_WORK INSTRUCTIONS_
Set out each line of the records below as a Markdown table with the columns Row and Line, giving every row a number and omitting blank lines. Keep the pictures out of the table.

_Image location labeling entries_
--------

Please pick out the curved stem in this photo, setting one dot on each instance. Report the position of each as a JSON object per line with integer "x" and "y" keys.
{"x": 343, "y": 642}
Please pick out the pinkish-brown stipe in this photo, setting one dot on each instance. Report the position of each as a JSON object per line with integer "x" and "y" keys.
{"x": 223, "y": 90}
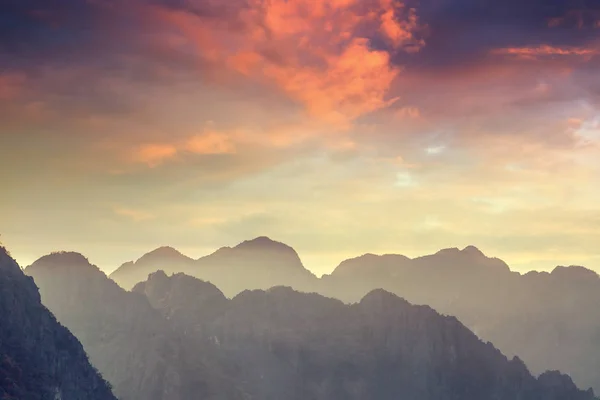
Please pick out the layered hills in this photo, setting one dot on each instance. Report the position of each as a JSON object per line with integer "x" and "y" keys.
{"x": 39, "y": 358}
{"x": 278, "y": 343}
{"x": 547, "y": 319}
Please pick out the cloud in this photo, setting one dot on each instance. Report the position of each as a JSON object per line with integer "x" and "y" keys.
{"x": 135, "y": 215}
{"x": 154, "y": 154}
{"x": 534, "y": 53}
{"x": 210, "y": 143}
{"x": 320, "y": 55}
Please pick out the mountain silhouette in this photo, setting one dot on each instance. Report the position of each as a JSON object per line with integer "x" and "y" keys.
{"x": 39, "y": 358}
{"x": 548, "y": 319}
{"x": 296, "y": 345}
{"x": 126, "y": 338}
{"x": 254, "y": 264}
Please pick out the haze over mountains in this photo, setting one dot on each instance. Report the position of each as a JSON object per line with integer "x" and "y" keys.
{"x": 548, "y": 319}
{"x": 39, "y": 358}
{"x": 278, "y": 343}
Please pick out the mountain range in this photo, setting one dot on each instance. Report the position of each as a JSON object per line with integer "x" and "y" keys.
{"x": 549, "y": 319}
{"x": 39, "y": 358}
{"x": 277, "y": 343}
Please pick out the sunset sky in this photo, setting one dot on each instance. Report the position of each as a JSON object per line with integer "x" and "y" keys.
{"x": 338, "y": 127}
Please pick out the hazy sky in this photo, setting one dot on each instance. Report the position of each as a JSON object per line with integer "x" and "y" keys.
{"x": 339, "y": 127}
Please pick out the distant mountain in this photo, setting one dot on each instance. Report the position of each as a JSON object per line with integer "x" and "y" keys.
{"x": 164, "y": 258}
{"x": 260, "y": 263}
{"x": 39, "y": 358}
{"x": 291, "y": 345}
{"x": 127, "y": 339}
{"x": 548, "y": 319}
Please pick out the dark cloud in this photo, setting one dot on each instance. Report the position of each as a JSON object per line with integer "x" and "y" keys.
{"x": 464, "y": 31}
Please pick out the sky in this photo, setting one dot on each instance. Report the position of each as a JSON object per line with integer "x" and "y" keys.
{"x": 339, "y": 127}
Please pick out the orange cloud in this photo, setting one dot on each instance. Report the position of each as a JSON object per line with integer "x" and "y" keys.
{"x": 154, "y": 154}
{"x": 401, "y": 31}
{"x": 135, "y": 215}
{"x": 317, "y": 53}
{"x": 408, "y": 113}
{"x": 532, "y": 53}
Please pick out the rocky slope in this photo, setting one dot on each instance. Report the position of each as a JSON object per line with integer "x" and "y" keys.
{"x": 548, "y": 319}
{"x": 259, "y": 263}
{"x": 133, "y": 346}
{"x": 39, "y": 358}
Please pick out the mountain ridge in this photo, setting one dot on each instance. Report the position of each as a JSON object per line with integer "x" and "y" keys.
{"x": 39, "y": 358}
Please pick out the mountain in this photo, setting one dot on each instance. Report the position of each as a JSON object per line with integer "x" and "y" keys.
{"x": 131, "y": 344}
{"x": 260, "y": 263}
{"x": 291, "y": 345}
{"x": 548, "y": 319}
{"x": 39, "y": 358}
{"x": 164, "y": 258}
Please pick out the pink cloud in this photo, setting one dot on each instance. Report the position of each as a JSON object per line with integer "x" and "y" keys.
{"x": 11, "y": 85}
{"x": 317, "y": 53}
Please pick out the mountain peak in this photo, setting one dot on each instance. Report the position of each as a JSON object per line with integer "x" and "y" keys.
{"x": 574, "y": 272}
{"x": 164, "y": 252}
{"x": 381, "y": 298}
{"x": 63, "y": 259}
{"x": 262, "y": 243}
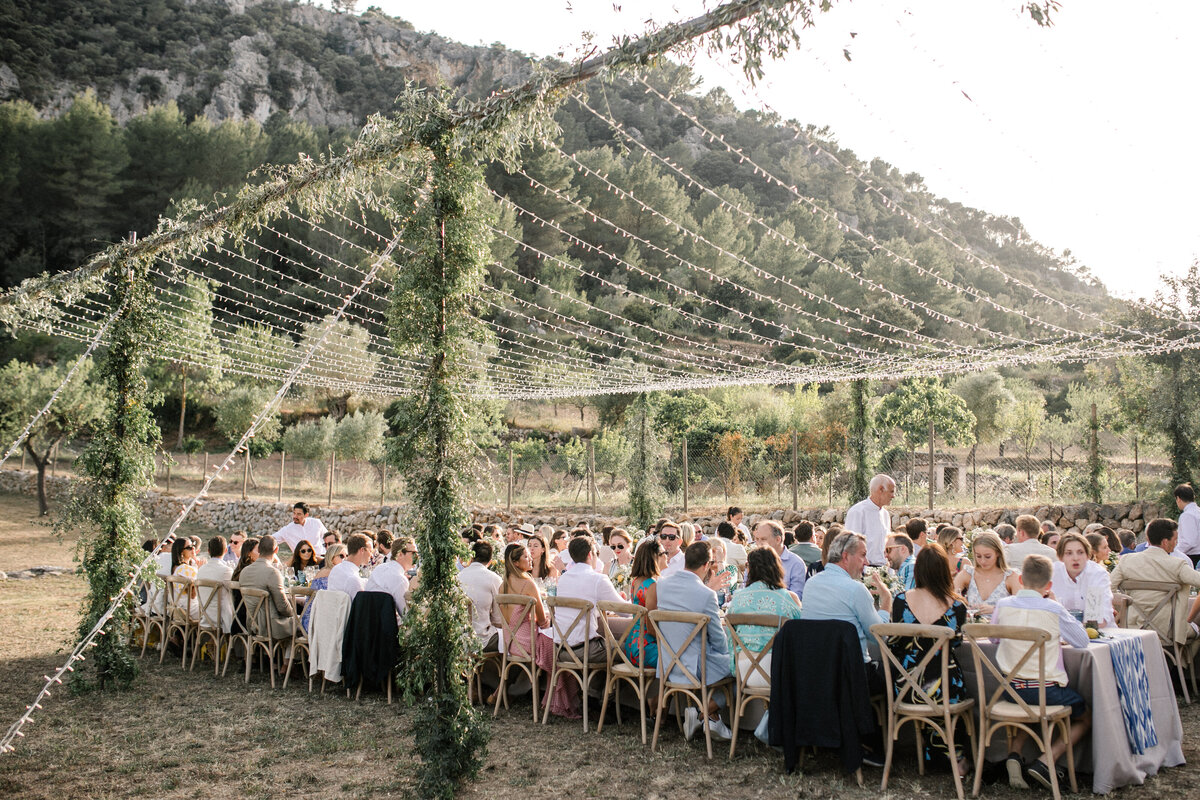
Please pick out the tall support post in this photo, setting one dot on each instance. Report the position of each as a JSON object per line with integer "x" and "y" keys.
{"x": 931, "y": 443}
{"x": 118, "y": 468}
{"x": 333, "y": 465}
{"x": 508, "y": 501}
{"x": 592, "y": 476}
{"x": 685, "y": 474}
{"x": 796, "y": 469}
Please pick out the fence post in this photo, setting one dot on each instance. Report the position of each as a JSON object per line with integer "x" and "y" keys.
{"x": 796, "y": 467}
{"x": 931, "y": 462}
{"x": 508, "y": 503}
{"x": 685, "y": 474}
{"x": 333, "y": 456}
{"x": 592, "y": 476}
{"x": 1137, "y": 476}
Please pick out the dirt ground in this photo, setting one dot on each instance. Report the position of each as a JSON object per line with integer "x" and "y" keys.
{"x": 184, "y": 734}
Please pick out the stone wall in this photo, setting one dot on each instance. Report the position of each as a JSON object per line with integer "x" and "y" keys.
{"x": 259, "y": 516}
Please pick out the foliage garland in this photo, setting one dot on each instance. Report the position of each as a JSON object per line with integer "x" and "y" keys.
{"x": 118, "y": 467}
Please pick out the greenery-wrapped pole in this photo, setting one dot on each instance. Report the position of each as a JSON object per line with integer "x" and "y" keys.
{"x": 119, "y": 468}
{"x": 432, "y": 316}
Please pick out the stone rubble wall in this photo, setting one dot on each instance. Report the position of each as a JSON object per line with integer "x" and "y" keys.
{"x": 261, "y": 517}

--------

_RESULT OF THE EXERCISE_
| Row | Line |
|---|---|
| 1 | Please pick out the curved stem in this photo, setting one dot on each instance. Report the position of each as a JSON object per line with integer "x" and "y" keys. |
| 2 | {"x": 343, "y": 642} |
| 3 | Please pick out the pinkish-brown stipe in this photo, setting one dot on each instance. Report the position of each as a JSON object per line with integer "x" and "y" keys. |
| 4 | {"x": 223, "y": 90} |
| 5 | Please pick out the layered hills in this photo, setting one dot on each instance. Report the position of each as a JSON object per line with integer "x" and "y" keys. |
| 6 | {"x": 39, "y": 358} |
| 7 | {"x": 278, "y": 343} |
| 8 | {"x": 547, "y": 319} |
| 9 | Please pick out the cloud in this photo, setting one dot on each instance. Report the position of each as a JSON object per line with integer "x" and "y" keys. |
| 10 | {"x": 135, "y": 215} |
| 11 | {"x": 154, "y": 154} |
| 12 | {"x": 534, "y": 53} |
| 13 | {"x": 210, "y": 143} |
| 14 | {"x": 320, "y": 55} |
| 15 | Please pick out the mountain silhouette in this photo, setting one dot on each instance. Report the position of each as a JSON object per line with integer "x" and "y" keys. |
| 16 | {"x": 39, "y": 358} |
| 17 | {"x": 548, "y": 319} |
| 18 | {"x": 296, "y": 345} |
| 19 | {"x": 126, "y": 338} |
| 20 | {"x": 254, "y": 264} |
| 21 | Please pick out the haze over mountains in this photo, setting one dot on each instance. Report the position of each as a JSON object per line with integer "x" and "y" keys. |
| 22 | {"x": 548, "y": 319} |
| 23 | {"x": 39, "y": 358} |
| 24 | {"x": 278, "y": 343} |
| 25 | Please pick out the mountain range in this photo, setting one dot on each instance. Report the position of each as a JSON object per line with integer "x" and "y" keys. |
| 26 | {"x": 549, "y": 319} |
| 27 | {"x": 39, "y": 358} |
| 28 | {"x": 277, "y": 343} |
| 29 | Please pick out the sunset sky in this photo, setting one dot on each instance. Report the position of each as a JSON object per line with integer "x" and "y" keys. |
| 30 | {"x": 338, "y": 127} |
| 31 | Please pick out the hazy sky in this photo, setting one dot on each instance. Report the position of each as a JSON object per line with integer "x" and "y" keys. |
| 32 | {"x": 339, "y": 127} |
| 33 | Please pick out the distant mountain in this photo, setting one dot on each instance. Report the position of each as a JSON object per line with integer "x" and "y" keys. |
| 34 | {"x": 164, "y": 258} |
| 35 | {"x": 260, "y": 263} |
| 36 | {"x": 39, "y": 358} |
| 37 | {"x": 291, "y": 345} |
| 38 | {"x": 127, "y": 339} |
| 39 | {"x": 548, "y": 319} |
| 40 | Please pick out the dark cloud in this photo, setting one dot on each instance. Report the position of each as a JSON object per line with integer "x" and "y" keys. |
| 41 | {"x": 464, "y": 31} |
| 42 | Please pick out the sky in this photo, setting one dot on each instance. Report the position of each as a JSON object per line with integer "x" and "y" keys. |
| 43 | {"x": 339, "y": 127} |
| 44 | Please pick out the orange cloud in this photo, setting one dot on each instance. Report the position of each as a JSON object per line with integer "x" and "y" keys. |
| 45 | {"x": 154, "y": 154} |
| 46 | {"x": 401, "y": 31} |
| 47 | {"x": 135, "y": 215} |
| 48 | {"x": 317, "y": 53} |
| 49 | {"x": 408, "y": 113} |
| 50 | {"x": 532, "y": 53} |
| 51 | Please pick out the rocky slope in this photo, setting one dot on each instance. Report the position of each as a JSON object per line with integer "x" and "y" keys. |
| 52 | {"x": 548, "y": 319} |
| 53 | {"x": 259, "y": 263} |
| 54 | {"x": 133, "y": 346} |
| 55 | {"x": 39, "y": 358} |
| 56 | Please pick out the mountain ridge in this photo, setting one dot on each instance. Report the position of each as a JSON object per line with integer "x" and "y" keys. |
| 57 | {"x": 39, "y": 358} |
| 58 | Please pick out the mountain in this photo, setting one dot on each instance. Report the position of each as a JSON object per line with integer "x" and "y" keys. |
| 59 | {"x": 131, "y": 344} |
| 60 | {"x": 260, "y": 263} |
| 61 | {"x": 291, "y": 345} |
| 62 | {"x": 548, "y": 319} |
| 63 | {"x": 39, "y": 358} |
| 64 | {"x": 164, "y": 258} |
| 65 | Please pick out the pink cloud in this photo, setting one dot on each instance. Report the position of each as a JSON object per line with integer "x" and "y" keys. |
| 66 | {"x": 11, "y": 85} |
| 67 | {"x": 317, "y": 53} |
| 68 | Please pick out the mountain peak in this photo, setting one dot on each instance. Report the position of each as a JSON object per line with integer "x" and "y" keys. |
| 69 | {"x": 574, "y": 272} |
| 70 | {"x": 164, "y": 252} |
| 71 | {"x": 381, "y": 298} |
| 72 | {"x": 63, "y": 259} |
| 73 | {"x": 262, "y": 243} |
| 74 | Please pick out the tall support post in this photo, setting one dot on each instance. Report the position of each as a JSON object per line with integer "x" and "y" keys. |
| 75 | {"x": 931, "y": 443} |
| 76 | {"x": 118, "y": 468} |
| 77 | {"x": 333, "y": 465} |
| 78 | {"x": 508, "y": 501} |
| 79 | {"x": 592, "y": 476} |
| 80 | {"x": 685, "y": 474} |
| 81 | {"x": 796, "y": 469} |
| 82 | Please pick out the fence post in this photo, setting one dot on each instance. Report the position of each as a JSON object per line with integer "x" and "y" keys. |
| 83 | {"x": 796, "y": 467} |
| 84 | {"x": 931, "y": 462} |
| 85 | {"x": 508, "y": 503} |
| 86 | {"x": 685, "y": 474} |
| 87 | {"x": 333, "y": 456} |
| 88 | {"x": 592, "y": 476} |
| 89 | {"x": 1137, "y": 476} |
| 90 | Please pick out the dirt ground in this photo, setting one dot on each instance. Report the position of each as a JSON object per line with integer "x" and "y" keys. |
| 91 | {"x": 184, "y": 734} |
| 92 | Please pick out the stone wall in this photo, setting one dot on each instance. Report the position of each as a JSON object per line with integer "x" and "y" keys. |
| 93 | {"x": 259, "y": 516} |
| 94 | Please pick out the foliage garland in this photo, setting one dot on each instance. Report the position of each as a JSON object per line with integer "x" and "y" keys. |
| 95 | {"x": 118, "y": 467} |
| 96 | Please pick out the greenery-wrapped pole in this photo, setting one dot on each instance. Report the position of each as a JSON object per line with integer "x" and "y" keys. |
| 97 | {"x": 119, "y": 468} |
| 98 | {"x": 432, "y": 316} |
| 99 | Please pick out the stone rubble wall in this photo, setting one dot on each instance. Report the position of each as a JSON object per line with integer "x" and "y" keys. |
| 100 | {"x": 261, "y": 517} |